[Records from a dataset]
****
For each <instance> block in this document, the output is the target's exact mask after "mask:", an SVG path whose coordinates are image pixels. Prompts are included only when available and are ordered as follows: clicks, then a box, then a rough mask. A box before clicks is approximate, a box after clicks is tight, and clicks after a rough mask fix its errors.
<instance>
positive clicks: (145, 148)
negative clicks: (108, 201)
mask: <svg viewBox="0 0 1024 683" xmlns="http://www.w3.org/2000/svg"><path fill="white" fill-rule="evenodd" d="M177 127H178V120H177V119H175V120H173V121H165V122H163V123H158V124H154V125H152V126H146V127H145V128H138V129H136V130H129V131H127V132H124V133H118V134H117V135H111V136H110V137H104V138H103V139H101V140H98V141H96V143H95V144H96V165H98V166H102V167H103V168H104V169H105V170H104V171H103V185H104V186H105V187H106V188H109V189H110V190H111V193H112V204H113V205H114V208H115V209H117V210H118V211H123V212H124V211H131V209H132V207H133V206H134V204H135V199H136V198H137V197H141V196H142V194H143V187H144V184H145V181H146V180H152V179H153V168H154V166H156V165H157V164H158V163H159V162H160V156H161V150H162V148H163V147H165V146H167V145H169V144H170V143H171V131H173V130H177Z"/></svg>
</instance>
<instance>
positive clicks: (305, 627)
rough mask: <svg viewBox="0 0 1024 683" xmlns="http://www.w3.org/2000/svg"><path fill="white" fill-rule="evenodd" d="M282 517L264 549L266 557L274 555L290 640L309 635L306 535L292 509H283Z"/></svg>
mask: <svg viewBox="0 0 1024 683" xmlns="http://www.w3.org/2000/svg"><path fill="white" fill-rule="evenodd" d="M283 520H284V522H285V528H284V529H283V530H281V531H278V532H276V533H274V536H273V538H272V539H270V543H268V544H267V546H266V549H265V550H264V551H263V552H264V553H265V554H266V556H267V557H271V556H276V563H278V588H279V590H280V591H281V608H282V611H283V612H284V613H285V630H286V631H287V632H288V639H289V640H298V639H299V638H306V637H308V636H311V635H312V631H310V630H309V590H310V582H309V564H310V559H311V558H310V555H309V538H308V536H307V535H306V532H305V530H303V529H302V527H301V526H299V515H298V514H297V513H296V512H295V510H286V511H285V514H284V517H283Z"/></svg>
****
* Required work: Word for word, restate the entries from the first line to the line that has "positive clicks: (145, 148)", both included, and nothing else.

* Task result:
For each <instance> block in this document, the output is the target's exact mask after "mask:", an SVG path whose coordinates are image pixels. Prompts are included only when available and are ordered as follows: clicks, then a box, then a rough mask. A box before clicks is approximate, a box after clicks is tight, and clicks after a rough mask fix its errors.
<instance>
positive clicks: (145, 148)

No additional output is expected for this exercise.